(Problem statement):
Please rewrite the lines below as a numbered list, leaving out any blank lines.

-- Begin Exercise material --

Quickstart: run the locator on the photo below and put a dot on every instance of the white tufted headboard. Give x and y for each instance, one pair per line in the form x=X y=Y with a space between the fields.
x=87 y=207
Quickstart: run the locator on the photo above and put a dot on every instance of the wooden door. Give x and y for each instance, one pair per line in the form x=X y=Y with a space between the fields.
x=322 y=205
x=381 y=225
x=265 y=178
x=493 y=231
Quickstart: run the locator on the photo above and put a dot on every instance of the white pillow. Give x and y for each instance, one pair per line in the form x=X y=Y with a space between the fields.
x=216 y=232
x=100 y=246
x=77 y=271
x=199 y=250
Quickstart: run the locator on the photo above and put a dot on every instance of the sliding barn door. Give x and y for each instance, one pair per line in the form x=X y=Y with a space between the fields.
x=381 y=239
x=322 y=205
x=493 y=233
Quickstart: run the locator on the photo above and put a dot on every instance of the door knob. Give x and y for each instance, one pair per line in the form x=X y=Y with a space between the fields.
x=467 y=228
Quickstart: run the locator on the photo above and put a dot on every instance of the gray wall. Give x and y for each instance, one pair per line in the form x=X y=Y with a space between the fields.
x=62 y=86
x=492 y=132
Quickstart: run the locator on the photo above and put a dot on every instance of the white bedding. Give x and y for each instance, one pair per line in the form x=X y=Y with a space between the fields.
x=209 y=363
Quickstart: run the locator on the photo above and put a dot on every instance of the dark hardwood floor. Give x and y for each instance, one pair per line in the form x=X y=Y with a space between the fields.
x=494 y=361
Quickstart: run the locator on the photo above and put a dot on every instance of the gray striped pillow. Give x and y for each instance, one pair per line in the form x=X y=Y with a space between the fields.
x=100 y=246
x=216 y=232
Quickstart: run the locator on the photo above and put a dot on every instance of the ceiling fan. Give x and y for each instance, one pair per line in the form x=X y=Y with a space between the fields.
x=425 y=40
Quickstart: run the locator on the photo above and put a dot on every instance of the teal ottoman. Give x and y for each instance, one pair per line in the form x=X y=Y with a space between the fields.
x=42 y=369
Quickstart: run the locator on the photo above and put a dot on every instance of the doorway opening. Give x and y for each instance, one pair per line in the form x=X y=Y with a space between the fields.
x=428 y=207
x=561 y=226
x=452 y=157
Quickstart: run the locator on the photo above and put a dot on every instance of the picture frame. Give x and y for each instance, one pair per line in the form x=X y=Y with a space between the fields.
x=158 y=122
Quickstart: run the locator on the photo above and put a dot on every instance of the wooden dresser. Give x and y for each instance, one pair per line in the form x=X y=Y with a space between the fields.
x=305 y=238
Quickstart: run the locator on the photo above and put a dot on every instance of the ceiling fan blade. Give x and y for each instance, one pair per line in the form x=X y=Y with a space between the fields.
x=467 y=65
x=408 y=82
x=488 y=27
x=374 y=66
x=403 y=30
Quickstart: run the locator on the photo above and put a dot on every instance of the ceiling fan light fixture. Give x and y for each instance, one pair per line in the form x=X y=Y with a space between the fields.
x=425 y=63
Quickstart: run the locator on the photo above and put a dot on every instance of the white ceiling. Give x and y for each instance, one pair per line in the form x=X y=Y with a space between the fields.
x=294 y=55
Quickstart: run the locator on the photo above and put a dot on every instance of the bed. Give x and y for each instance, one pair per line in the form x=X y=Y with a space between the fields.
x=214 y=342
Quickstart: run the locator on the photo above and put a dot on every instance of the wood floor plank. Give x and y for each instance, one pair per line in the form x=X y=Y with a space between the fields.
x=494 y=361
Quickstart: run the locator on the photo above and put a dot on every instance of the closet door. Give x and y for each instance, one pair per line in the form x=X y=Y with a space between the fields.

-- End Exercise material --

(Task result):
1. Quickstart: run the locator on the photo below and put a dot on every instance of the white tufted headboard. Give x and y for each instance, one pair per line in the form x=X y=Y with a space between the fields.
2. x=87 y=207
3. Quickstart: run the locator on the photo above and put a dot on every instance of the wooden door. Give x and y for each instance, one pair per line in the form x=X y=Y with a space between the fields.
4. x=322 y=205
5. x=381 y=225
6. x=265 y=178
7. x=493 y=231
8. Quickstart: run the locator on the photo above and put a dot on every instance of the white pillow. Give x and y for each instance, one pair per line in the form x=X y=Y with a space between the fields.
9. x=216 y=232
10. x=100 y=246
11. x=77 y=271
12. x=199 y=250
13. Quickstart: run the locator on the photo above and put a dot on every instance of the sliding barn door. Give x and y for each instance, one pair per line in the form x=X y=Y with a space between the fields.
14. x=381 y=239
15. x=322 y=205
16. x=493 y=233
17. Quickstart: run the locator on the photo above and put a dot on every instance of the door knob. Give x and y for each instance, one pair per line in the form x=X y=Y with a space between the fields.
18. x=467 y=228
19. Quickstart: run the locator on the photo above and put a dot on every instance of the gray wall. Give x and y for each instance, one pair per line in the form x=X y=Y with a space between the fields.
20. x=62 y=86
21. x=492 y=132
22. Quickstart: run the locator on the photo above and put a dot on every instance of the white bedding. Give x and y for each instance, one pair per line in the form x=X y=Y with a space between the fields.
23. x=209 y=363
24. Quickstart: run the locator on the photo above and put a dot on every instance of the dark hardwood floor. Give x and y for each instance, one pair per line in the form x=X y=Y with a space between the fields.
25. x=494 y=361
26. Quickstart: run the locator on the photo above and put a dot on every instance of the gray striped pillow. Give x and y for each instance, one pair per line in the form x=X y=Y with a space between the fields.
27. x=100 y=246
28. x=216 y=232
29. Quickstart: run the locator on the photo above and put a dot on every instance of the ceiling fan. Give x and y for each instance, one pair per line in the form x=X y=Y with a space between the fields.
30. x=425 y=40
31. Quickstart: run the locator on the photo above and put a dot on every instance of the teal ottoman. Give x and y for each instance, one pair per line in the form x=X y=Y with a space between the fields.
32. x=42 y=369
33. Quickstart: run the locator on the photo above and put a dot on every instance of the doorway opening. Give x and y for each instance, one pair per line in the form x=X y=Y with a space between the fields.
34. x=428 y=207
35. x=561 y=226
36. x=452 y=157
37. Quickstart: run the locator on the photo above and put a dot on every instance of the picture frame. Give x and y for each instance, one pair per line in the form x=X y=Y with a space between the fields.
38. x=158 y=122
39. Quickstart: run the locator on the photo above and put a dot on every instance of the wooden dresser. Give x and y for each instance, one pair per line in the form x=X y=Y with a space between the fields.
40. x=305 y=238
41. Quickstart: run the locator on the photo above and put a dot on every instance of the ceiling fan blade. Give x and y for each instance, one pair per line in the form x=X y=Y with a space between the fields.
42. x=467 y=65
43. x=408 y=82
44. x=488 y=27
45. x=374 y=66
46. x=403 y=30
47. Quickstart: run the locator on the photo above and put a dot on every instance of the ceiling fan light fixture. Give x and y for each instance, one pair per line in the form x=X y=Y with a space between the fields.
48. x=425 y=63
49. Quickstart: run the locator on the photo above and put a dot on every instance of the white ceiling. Give x and y for each instance, one pair per line in the form x=X y=Y with a space between the fields.
50. x=294 y=55
51. Quickstart: run the locator on the photo above and put a dot on every instance of the bed. Give x and y for each instance, one pair per line in the form x=X y=Y with a space between the fields.
52. x=214 y=342
53. Quickstart: run the locator on the photo above and put a dot on every instance of the wood floor plank. Give x and y for each instance, one pair per line in the form x=X y=Y with a space between the fields.
54. x=494 y=361
55. Quickstart: run the locator on the photo above and put a dot on every instance of the closet door. Give x and y for each instance, one pair per line in the form x=X y=Y with a space between the fields.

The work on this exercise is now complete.